- TAREFA SOLICITADA -
Dê prosseguimento ao relato sobre a Galinha Pintadinha e os estigmas sociais, que aparece a seguir, a partir da última frase apresentada.

Galinha Pintadinha e os estigmas sociais: Uma reflexão crítica

Estado: Bahia (BA)

Etapa de Ensino: Educação Infantil - Pré-Escola

Modalidade: Educação Regular

Disciplina:

Formato: Presencial

Carla é uma mulher preta e professora em um Centro Municipal de Educação Infantil. Doutoranda em Educação pelo Programa de Pós-Graduação da Faculdade de Educação da Universidade Federal da Bahia (UFBA), é mestre em História pelo Programa de Pós-Graduação em Estudos Africanos, Povos Indígenas e Culturas Negras da UNEB. Integra o Grupo de Estudos e Pesquisas em Educação Infantil, Crianças e Infâncias (GEPEICI) e ERÊ, ambos da da Faculdade de Educação da Universidade Federal da Bahia e do Comitê Bahia da Campanha Nacional pelo Direito à Educação. Também é pesquisadora do GEPEN/PONDERA da UVA/CE. Recebeu os prêmios XXI Arte na Escola Cidadã (PAEC) e Professores que Transformam (2022/23) e foi finalista do prêmio Meu Pátio é o Mundo 2022 (OMEP/ARCOR). Mãe de Cleiton Pinheiro.

Sobre a experiência

A experiência foi realizada em março em uma escola pública municipal da Bahia.

Registros de identificação de posição

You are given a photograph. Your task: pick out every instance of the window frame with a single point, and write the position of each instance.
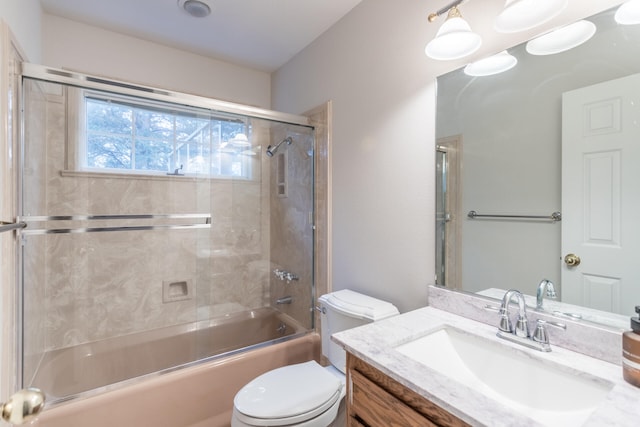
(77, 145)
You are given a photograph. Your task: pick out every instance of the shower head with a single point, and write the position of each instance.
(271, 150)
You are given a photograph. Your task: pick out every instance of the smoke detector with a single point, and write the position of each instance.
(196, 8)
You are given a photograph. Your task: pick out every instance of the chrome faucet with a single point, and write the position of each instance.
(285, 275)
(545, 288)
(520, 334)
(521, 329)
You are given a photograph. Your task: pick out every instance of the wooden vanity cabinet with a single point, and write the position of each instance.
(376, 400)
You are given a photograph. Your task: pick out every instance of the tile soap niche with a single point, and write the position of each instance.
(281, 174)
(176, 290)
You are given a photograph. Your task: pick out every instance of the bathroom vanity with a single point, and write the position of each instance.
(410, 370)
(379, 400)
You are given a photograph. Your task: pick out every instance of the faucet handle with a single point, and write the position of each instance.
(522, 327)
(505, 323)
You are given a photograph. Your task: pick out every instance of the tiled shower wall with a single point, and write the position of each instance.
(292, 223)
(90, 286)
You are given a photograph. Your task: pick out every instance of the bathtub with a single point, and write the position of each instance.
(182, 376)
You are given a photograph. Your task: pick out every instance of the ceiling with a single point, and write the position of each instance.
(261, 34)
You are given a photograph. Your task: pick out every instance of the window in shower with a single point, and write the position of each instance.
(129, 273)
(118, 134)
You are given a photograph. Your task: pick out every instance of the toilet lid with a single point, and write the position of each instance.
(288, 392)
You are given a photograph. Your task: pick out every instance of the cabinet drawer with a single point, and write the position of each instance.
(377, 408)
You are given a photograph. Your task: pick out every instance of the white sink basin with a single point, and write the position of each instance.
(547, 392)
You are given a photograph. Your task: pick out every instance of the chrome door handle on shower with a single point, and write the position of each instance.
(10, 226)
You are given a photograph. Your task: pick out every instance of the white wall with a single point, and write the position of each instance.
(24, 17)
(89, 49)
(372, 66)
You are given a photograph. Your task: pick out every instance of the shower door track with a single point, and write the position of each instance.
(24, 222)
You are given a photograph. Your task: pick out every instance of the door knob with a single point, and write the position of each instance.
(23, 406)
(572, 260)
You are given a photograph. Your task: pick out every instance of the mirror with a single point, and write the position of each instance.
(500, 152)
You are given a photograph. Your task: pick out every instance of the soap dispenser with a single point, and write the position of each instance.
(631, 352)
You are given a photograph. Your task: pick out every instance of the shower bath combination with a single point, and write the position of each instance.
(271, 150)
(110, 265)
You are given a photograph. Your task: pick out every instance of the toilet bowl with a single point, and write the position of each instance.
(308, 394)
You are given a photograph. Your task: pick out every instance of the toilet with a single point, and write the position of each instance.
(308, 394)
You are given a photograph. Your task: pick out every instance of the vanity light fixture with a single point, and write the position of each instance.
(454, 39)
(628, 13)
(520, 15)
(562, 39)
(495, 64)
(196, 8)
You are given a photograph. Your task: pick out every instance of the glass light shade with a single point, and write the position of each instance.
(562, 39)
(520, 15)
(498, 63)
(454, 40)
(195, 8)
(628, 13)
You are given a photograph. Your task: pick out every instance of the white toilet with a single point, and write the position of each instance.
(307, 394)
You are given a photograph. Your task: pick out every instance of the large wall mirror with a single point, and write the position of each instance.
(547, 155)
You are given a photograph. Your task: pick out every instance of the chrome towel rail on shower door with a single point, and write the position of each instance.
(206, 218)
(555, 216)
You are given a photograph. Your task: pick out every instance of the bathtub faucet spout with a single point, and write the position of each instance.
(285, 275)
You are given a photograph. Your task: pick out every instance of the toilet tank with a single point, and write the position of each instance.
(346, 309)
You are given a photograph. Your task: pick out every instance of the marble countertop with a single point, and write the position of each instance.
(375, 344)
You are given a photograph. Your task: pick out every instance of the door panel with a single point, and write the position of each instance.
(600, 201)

- RESPOSTA À TAREFA -
 

No contexto do currículo da Educação Infantil, as práticas pedagógicas eram frequentemente orientadas por datas comemorativas—muitas vezes de forma descontextualizada.

 

Como afirma Finco (2010, p. 120), é nas relações específicas da Educação Infantil que “o protagonismo da criança ganha destaque e que a potencialidade do convívio, em suas diversas formas de relações, pode propiciar uma nova interação”.

 

Nesse sentido, a iniciativa foi motivada pelos constantes diálogos entre as crianças nas turmas sobre a distinção entre o que seria “coisas de meninos” e “coisas de meninas”. Exemplos disso incluem a percepção de que meninas não poderiam ler um livro cuja capa trazia a imagem de um personagem masculino ou a ação de um menino que, sem consultar as colegas, retirou um lápis de cor rosa de seu pote e o entregou a meninas de outra mesa.

 

Em concordância com Nunes (2021), as ações promovidas tanto pelo Estado quanto pela sociedade ressoam nas crianças quando alcançam seus grupos de pertença identitária. A fim de romper com posturas que desconsiderem as crianças como sujeitos que marcam a cultura e a sociedade – e por elas são marcadas –, o objetivo da vivência foi analisar uma música infantil a partir dos marcadores sociais de gênero. 

 

Viana e Finco (2009, p. 273) defendem que os artefatos, como brinquedos, oferecidos às crianças carregam “expectativas, simbologias e intenções”. Diante das múltiplas possibilidades de reflexão sobre a temática de gênero, a canção escolhida foi Galinha Pintadinha (e o Galo Carijó), uma das animações preferidas das crianças das turmas.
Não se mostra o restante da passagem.